* **TRAVAIL DEMANDÉ**:
**1.** Mettez à jour l'extrait sur la Reine Brainiac en le recopiant, en commençant par "Enfin, après plusieurs" et en continuant jusqu'à "combien de temps ?", avec "Gotham" à la place de "Metropolis".
**2.** Traduisez en anglais cette phrase de l'extrait sur la Reine Brainiac : « Qu’à cela ne tienne, le Collectionneur de mondes lance un énième assaut contre Superman et Metropolis en créant la Reine Brainiac, un androïde capable d’anéantir toute vie dans l’univers. »
**3.** Poursuivez l'extrait sur la Reine Brainiac à partir de l'endroit où il s'arrête.

* **EXTRAIT CHOISI**:
Enfin, après plusieurs mois de collaboration avec l’énigmatique Conseil de la Lumière, Waller découvrit finalement la véritable identité de ses membres : il s’agissait d’une coalition de variants de Brainiac provenant de différentes réalités ! Surprise par cette révélation, Waller choisit de s’éloigner de cet ennemi dangereux et imprévisible. Qu’à cela ne tienne, le Collectionneur de mondes lance un énième assaut contre Superman et Metropolis en créant la Reine Brainiac, un androïde capable d’anéantir toute vie dans l’univers. Au terme d’un féroce combat, (à découvrir dans Dawn of Superman – Tome 3), la super-famille réussit à repousser la menace de la Reine Brainiac. Mais pour combien de temps ?

* **ENTRÉES FOURNIES**:

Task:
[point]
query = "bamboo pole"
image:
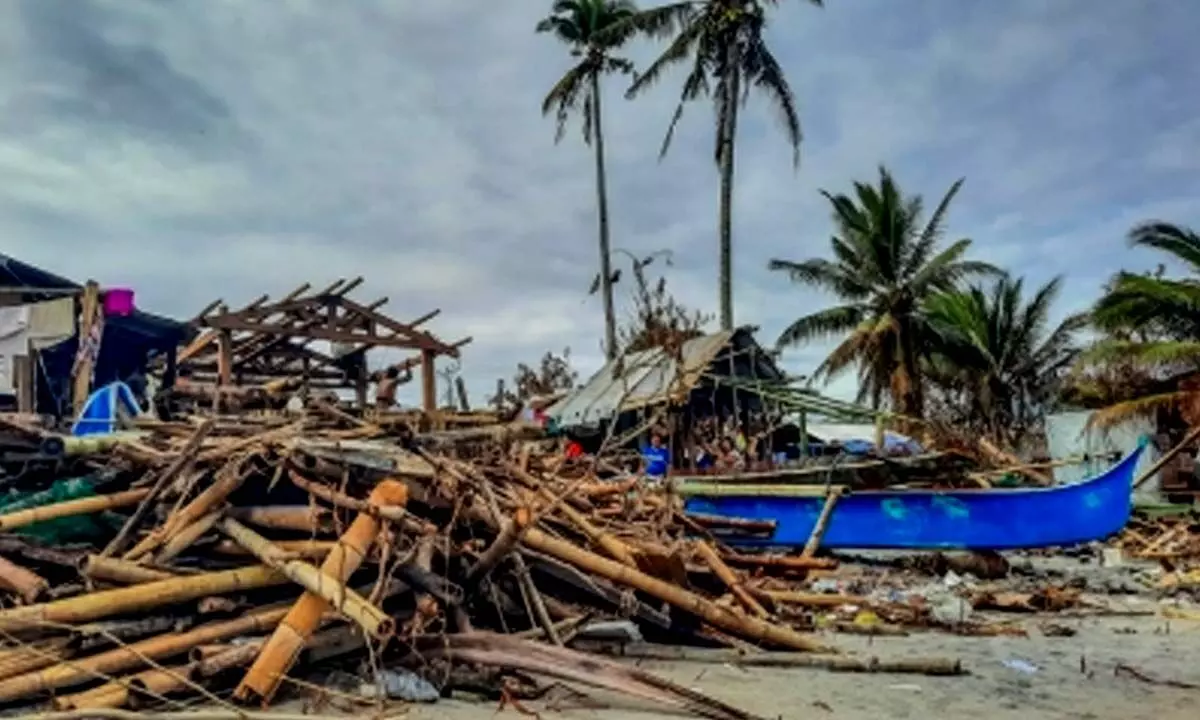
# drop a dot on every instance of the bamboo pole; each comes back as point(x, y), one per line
point(331, 589)
point(95, 567)
point(688, 601)
point(186, 537)
point(27, 517)
point(227, 480)
point(930, 666)
point(19, 660)
point(82, 670)
point(303, 519)
point(780, 562)
point(105, 604)
point(819, 529)
point(124, 690)
point(730, 579)
point(297, 549)
point(390, 513)
point(25, 583)
point(167, 478)
point(612, 546)
point(285, 646)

* **RÉPONSES**:
**1.**
Enfin, après plusieurs mois de collaboration avec l’énigmatique Conseil de la Lumière, Waller découvrit finalement la véritable identité de ses membres : il s’agissait d’une coalition de variants de Brainiac provenant de différentes réalités ! Surprise par cette révélation, Waller choisit de s’éloigner de cet ennemi dangereux et imprévisible. Qu’à cela ne tienne, le Collectionneur de mondes lance un énième assaut contre Superman et Gotham en créant la Reine Brainiac, un androïde capable d’anéantir toute vie dans l’univers. Au terme d’un féroce combat, (à découvrir dans Dawn of Superman – Tome 3), la super-famille réussit à repousser la menace de la Reine Brainiac. Mais pour combien de temps ?

**2.** Undeterred, the Collector of Worlds launches yet another assault on Superman and Metropolis by creating Queen Brainiac, an android capable of wiping out all life in the universe.

**3.**
Après une vie entière à préparer dans l’ombre la chute des super-héros, toutes les pièces finissent de se mettre en place. Amanda Waller est plus que jamais prête à lancer l’assaut final de sa croisade contre les méta-humains, et à tenir entre ses mains le pouvoir absolu…

[Résumés de l’éditeur]
Tome 1/3 : Peu d’être humains ont su tenir tête aux super-héros avec autant de zèle et de détermination qu’Amanda Waller. Après une carrière de machinations, et grâce à la puissance combinée de l’inarrêtable Failsafe et de la glaçante Reine Brainiac, Waller a finalement atteint son but : priver tous les héros et vilains de la planète Terre de leurs capacités métahumaines. Alors que le chaos inonde les rues et qu’une vaste campagne de désinformation fait basculer l’opinion publique de son côté, la fondatrice de la Suicide Squad déclenche une véritable guerre éclair pour faire tomber tous les super-héros, les uns après les autres. En ces heures sombres, une résistance se forme… mais ces  héros impuissants peuvent-ils vraiment vaincre la Trinité du Mal et leurs implacables sbires ?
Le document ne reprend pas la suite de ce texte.